--- Begin Records for the task ---

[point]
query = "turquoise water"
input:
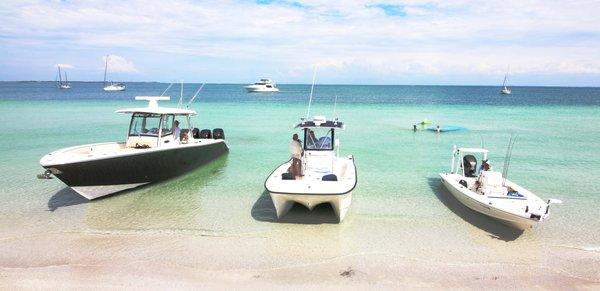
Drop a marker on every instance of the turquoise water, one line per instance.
(398, 196)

--- End Records for the task ---

**The request**: Rewrite the listing above as a Markdown table with the columns Row and Text, one line per row, skipping blank lines. Leave the pictures out.

**Answer to this problem**:
| Row | Text |
|---|---|
| 1 | [point] |
| 2 | query = "turquoise water" |
| 3 | input: |
| 4 | Drop a marker on every instance of the turquoise water, one line per instance. |
| 5 | (398, 196) |